» Consegna
Rispondi a queste domande sul testo sul carico mentale:
1. Secondo il testo, in Europa quale percentuale media di donne si dedica ogni giorno alle necessità di casa e cucina per la famiglia?
2. In Italia, quante ore al giorno dedicano le donne ai lavori domestici o di cura?
3. Chi ha scritto la frase che comincia con «Anche le donne che lavorano a tempo pieno»?

» Testo da analizzare
──────────────────────────────

A cura di Alessia Mosca
30 Mar 2024

Se l’associazione carico mentale e donne è nota da tempo, come lo sono le discussioni a riguardo, solo da poco si è alzato il velo sull’effetto del mental load sul benessere delle persone, il suo impatto sulle caregiver (madri, lavoratrici, figlie) e, da qui, sulla società in modo esteso.

In Europa mediamente il 70% delle donne si dedica quotidianamente alle necessità di casa e cucina per la famiglia. Percentuale che scende al 34% tra gli uomini. Il 93% delle madri si occupa ogni giorno dei figli sotto i 18 anni, contro il 69% dei padri. In Italia, nello specifico, si spendono circa 4 ore al giorno nei lavori domestici o di cura. Ma la media si calcola unendo due estremi molto diversi: oltre 5 ore le donne, poco più di 2 gli uomini.

La sproporzione nella distribuzione dei carichi grava sul genere già penalizzato da un pay gap importante, limitato nell’accesso alle carriere, che più tipicamente si trova in situazioni di dipendenza economica ed è esposto a certi rischi per la salute. Uno sbilanciamento però invisibile, perché “scontato”. «Anche le donne che lavorano a tempo pieno sono riuscite ad interiorizzare e a giustificare le ore di lavoro domestico in più che si accollano», scriveva la giornalista Annalisa Monfreda.

Da decenni le donne aspirano e possono lavorare alla loro realizzazione professionale oltre che familiare. Studiano e immaginano una carriera, una vita sociale soddisfacente, magari una famiglia con carichi condivisi nella coppia. Ma ilconto del modello “have it all” è diventato impraticabile. Ma oggi il re è nudo: a causa dei lockdown protratti, con la quotidianità rinchiusa in ambienti ristretti, si sono esasperati i livelli di stress e sono venuti a galla estensione e peso del carico mentale. Dover gestire le necessità di tutti i giorni durante la pandemia ha mostrato tutta la fragilità (mentale e fisica) della condizione delle donne. Ecco da allora aumentare depressione, ansia, insonnia, la sensazione di sopraffazione e di grave difficoltà nel controllo del tempo. Pensiamo, per esempio, alle conseguenze del cosiddetto burnout genitoriale, causato dall’accumularsi delle responsabilità di gestione dei figli. Sperimentato anche dagli uomini, sono le madri a soffrirne maggiormente. Affaticate mentalmente e fisicamente, costantemente impegnate a decidere e organizzare la quotidianità della famiglia, sia per le breadwinner come per le stay at home mums il “secondo turno” dell’impegno domestico è sempre più causa di condizioni invalidanti. Eppure, viene poco riconosciuto dai partner, dai datori di lavoro, dalle stesse strutture sanitarie.

──────────────────────────────

[Dati di puntamento su regioni]
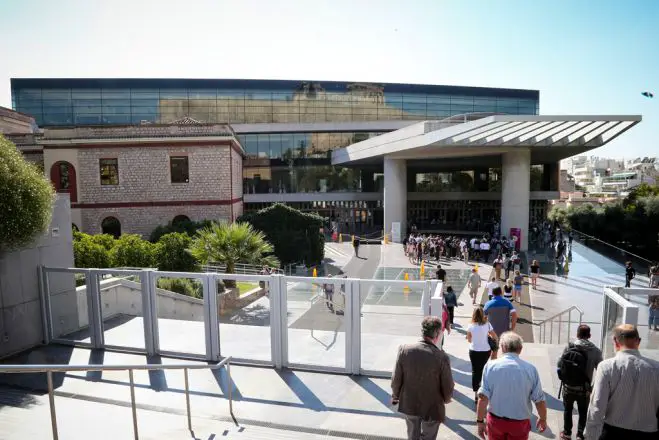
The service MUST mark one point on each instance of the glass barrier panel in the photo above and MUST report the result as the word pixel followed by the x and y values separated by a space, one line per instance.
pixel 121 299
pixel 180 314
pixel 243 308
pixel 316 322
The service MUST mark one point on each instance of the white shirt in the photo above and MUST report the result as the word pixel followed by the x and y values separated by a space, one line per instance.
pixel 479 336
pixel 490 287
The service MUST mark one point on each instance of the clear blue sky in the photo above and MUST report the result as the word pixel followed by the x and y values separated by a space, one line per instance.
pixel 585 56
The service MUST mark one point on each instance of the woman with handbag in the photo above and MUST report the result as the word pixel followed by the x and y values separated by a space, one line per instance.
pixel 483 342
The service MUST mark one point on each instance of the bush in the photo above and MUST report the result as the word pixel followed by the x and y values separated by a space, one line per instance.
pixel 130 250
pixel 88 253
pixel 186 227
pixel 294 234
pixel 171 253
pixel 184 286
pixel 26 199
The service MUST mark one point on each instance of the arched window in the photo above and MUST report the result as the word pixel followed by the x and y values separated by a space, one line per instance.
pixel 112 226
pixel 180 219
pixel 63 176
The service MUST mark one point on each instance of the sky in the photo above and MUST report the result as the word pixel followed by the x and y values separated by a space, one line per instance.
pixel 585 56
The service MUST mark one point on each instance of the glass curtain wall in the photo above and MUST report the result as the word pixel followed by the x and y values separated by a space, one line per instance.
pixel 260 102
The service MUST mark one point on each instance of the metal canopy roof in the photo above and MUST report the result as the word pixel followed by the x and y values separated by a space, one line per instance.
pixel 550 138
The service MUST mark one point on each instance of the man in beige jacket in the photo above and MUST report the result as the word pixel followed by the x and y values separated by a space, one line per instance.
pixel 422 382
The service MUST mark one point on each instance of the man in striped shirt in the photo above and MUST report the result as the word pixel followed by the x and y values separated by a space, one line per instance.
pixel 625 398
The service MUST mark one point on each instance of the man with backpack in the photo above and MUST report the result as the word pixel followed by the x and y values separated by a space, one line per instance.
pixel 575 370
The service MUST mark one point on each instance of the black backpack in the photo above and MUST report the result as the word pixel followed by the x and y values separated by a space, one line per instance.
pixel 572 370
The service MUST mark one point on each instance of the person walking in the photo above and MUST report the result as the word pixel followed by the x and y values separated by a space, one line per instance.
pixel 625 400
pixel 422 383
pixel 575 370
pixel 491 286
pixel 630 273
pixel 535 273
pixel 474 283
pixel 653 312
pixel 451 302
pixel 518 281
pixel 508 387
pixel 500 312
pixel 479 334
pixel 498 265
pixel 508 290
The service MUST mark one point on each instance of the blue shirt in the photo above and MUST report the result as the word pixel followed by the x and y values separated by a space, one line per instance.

──────────────────────────────

» Soluzione
1. Il 70%.
2. Oltre 5 ore.
3. La giornalista Annalisa Monfreda.